**Exercise**
Set down exactly the lines running from the line with "gear tire in" to the end of the listing below, both ends included.

[Object location annotation data]
• • • • • • •

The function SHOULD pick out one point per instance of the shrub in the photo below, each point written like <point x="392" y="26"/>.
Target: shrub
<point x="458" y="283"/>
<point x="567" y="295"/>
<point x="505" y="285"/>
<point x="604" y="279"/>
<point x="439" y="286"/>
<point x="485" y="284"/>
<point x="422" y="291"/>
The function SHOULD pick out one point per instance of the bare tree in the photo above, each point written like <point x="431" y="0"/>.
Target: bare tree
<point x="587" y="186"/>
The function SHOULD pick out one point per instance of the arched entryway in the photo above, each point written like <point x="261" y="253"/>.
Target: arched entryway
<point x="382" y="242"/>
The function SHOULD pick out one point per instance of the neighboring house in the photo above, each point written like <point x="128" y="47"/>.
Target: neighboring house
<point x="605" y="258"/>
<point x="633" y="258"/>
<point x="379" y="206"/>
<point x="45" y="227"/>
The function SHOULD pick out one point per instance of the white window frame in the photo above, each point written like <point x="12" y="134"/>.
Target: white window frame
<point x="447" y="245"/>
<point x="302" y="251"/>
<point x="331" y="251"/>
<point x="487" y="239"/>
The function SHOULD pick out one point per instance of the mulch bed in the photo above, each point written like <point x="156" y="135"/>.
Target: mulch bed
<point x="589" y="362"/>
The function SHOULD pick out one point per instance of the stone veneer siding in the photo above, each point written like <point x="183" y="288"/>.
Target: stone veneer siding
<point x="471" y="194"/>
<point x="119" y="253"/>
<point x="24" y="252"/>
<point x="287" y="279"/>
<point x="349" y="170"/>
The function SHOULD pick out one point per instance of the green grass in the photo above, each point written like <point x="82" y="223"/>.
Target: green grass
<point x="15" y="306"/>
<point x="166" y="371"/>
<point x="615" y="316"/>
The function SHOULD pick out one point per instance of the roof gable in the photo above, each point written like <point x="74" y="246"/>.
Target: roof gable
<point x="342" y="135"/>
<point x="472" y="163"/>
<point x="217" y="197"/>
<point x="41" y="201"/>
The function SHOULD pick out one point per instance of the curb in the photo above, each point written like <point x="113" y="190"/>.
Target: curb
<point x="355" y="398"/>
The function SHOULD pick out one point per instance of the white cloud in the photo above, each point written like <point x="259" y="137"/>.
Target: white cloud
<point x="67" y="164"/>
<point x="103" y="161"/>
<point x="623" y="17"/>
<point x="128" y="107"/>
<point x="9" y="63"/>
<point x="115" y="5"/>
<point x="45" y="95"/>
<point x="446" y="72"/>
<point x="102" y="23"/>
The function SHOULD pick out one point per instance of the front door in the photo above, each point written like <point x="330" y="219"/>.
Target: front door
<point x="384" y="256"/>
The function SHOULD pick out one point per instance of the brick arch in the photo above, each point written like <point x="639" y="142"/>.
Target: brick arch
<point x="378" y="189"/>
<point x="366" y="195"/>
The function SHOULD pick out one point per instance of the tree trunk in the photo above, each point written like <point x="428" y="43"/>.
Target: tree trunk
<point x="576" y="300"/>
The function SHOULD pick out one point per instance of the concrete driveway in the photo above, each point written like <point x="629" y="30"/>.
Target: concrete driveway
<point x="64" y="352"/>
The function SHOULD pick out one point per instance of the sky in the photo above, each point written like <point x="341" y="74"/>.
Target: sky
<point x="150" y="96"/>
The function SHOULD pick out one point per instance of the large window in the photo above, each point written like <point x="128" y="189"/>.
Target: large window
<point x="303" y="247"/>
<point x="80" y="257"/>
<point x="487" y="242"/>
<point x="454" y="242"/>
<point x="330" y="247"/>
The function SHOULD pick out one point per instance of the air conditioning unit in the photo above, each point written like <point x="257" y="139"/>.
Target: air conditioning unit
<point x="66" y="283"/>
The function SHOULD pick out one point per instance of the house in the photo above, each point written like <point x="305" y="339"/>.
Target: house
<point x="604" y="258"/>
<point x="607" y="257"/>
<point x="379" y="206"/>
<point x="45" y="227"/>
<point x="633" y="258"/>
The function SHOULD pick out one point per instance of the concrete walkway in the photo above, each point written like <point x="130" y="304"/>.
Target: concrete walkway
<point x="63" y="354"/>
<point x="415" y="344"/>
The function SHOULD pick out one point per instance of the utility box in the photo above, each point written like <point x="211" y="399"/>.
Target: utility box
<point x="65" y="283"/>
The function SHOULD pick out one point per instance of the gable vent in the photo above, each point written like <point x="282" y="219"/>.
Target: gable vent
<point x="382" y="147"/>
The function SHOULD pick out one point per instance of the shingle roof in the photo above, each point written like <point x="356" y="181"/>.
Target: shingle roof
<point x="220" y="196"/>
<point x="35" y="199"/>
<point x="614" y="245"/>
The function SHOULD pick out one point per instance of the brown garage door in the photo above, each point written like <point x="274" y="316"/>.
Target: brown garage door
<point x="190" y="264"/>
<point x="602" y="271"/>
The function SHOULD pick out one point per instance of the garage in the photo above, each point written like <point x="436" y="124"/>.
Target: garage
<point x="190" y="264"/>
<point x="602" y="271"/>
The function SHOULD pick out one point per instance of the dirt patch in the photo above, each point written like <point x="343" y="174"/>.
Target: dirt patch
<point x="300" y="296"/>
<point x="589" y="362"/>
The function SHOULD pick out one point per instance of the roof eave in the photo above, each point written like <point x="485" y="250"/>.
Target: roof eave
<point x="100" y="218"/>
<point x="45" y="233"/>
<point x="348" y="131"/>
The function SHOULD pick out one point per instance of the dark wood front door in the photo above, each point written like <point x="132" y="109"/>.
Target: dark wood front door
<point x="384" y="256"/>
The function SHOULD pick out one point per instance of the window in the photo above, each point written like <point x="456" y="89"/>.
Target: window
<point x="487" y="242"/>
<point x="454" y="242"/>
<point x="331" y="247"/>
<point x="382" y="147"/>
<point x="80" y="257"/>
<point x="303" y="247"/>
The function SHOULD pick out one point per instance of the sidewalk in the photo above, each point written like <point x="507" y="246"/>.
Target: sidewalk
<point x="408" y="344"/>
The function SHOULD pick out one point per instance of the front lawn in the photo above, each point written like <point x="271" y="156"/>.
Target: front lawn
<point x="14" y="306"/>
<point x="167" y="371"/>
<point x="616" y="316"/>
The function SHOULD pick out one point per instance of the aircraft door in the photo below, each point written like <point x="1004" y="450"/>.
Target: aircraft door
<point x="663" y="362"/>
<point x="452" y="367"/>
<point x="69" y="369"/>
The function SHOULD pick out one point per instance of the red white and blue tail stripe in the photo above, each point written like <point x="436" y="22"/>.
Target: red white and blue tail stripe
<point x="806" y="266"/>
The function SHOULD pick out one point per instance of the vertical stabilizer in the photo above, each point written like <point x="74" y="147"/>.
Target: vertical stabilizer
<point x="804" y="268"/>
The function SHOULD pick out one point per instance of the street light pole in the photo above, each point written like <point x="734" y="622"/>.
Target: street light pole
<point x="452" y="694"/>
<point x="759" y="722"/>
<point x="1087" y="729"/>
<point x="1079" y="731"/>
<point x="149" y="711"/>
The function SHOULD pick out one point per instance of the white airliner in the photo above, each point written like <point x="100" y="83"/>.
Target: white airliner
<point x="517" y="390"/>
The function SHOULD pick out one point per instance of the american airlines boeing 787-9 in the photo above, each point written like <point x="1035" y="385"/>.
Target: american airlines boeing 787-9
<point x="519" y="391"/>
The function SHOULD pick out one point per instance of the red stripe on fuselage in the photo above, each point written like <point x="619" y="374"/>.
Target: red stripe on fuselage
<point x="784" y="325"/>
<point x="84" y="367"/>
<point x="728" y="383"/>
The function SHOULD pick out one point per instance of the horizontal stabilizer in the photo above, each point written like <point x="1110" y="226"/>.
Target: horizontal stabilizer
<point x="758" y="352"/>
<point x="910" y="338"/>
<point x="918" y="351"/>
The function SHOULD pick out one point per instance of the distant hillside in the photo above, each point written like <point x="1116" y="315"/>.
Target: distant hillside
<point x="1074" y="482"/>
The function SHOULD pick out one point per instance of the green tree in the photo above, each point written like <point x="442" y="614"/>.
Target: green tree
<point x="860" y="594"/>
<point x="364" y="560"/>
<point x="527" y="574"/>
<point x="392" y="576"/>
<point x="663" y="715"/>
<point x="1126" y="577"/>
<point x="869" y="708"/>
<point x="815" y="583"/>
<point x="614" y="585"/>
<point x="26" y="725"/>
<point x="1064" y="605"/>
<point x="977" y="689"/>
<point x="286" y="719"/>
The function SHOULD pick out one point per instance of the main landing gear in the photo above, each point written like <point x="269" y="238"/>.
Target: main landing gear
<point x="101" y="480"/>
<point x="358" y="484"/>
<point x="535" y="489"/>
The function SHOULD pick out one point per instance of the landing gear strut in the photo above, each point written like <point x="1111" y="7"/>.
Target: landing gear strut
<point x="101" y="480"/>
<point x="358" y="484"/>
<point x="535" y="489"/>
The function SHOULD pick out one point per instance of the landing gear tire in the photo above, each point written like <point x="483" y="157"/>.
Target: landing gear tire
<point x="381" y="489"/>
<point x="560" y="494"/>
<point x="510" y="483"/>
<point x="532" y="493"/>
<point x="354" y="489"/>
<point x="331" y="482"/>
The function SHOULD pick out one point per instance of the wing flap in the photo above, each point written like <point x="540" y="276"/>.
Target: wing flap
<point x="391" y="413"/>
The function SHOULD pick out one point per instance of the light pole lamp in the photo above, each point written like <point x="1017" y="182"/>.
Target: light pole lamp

• • • • • • •

**Response to the exercise**
The function SHOULD pick out one point per instance of the landing gear tire in the photo above, each point written like <point x="483" y="157"/>.
Target: landing gear tire
<point x="381" y="489"/>
<point x="560" y="494"/>
<point x="510" y="483"/>
<point x="532" y="493"/>
<point x="354" y="489"/>
<point x="331" y="482"/>
The function SHOULD pick out one point per instance of the wing flap in the photo above, each point written like <point x="540" y="276"/>.
Target: wing flap
<point x="391" y="413"/>
The function SHOULD pick out one point per instance of the light pole lamp in the photo above, each point written like <point x="1017" y="182"/>.
Target: light pole lamp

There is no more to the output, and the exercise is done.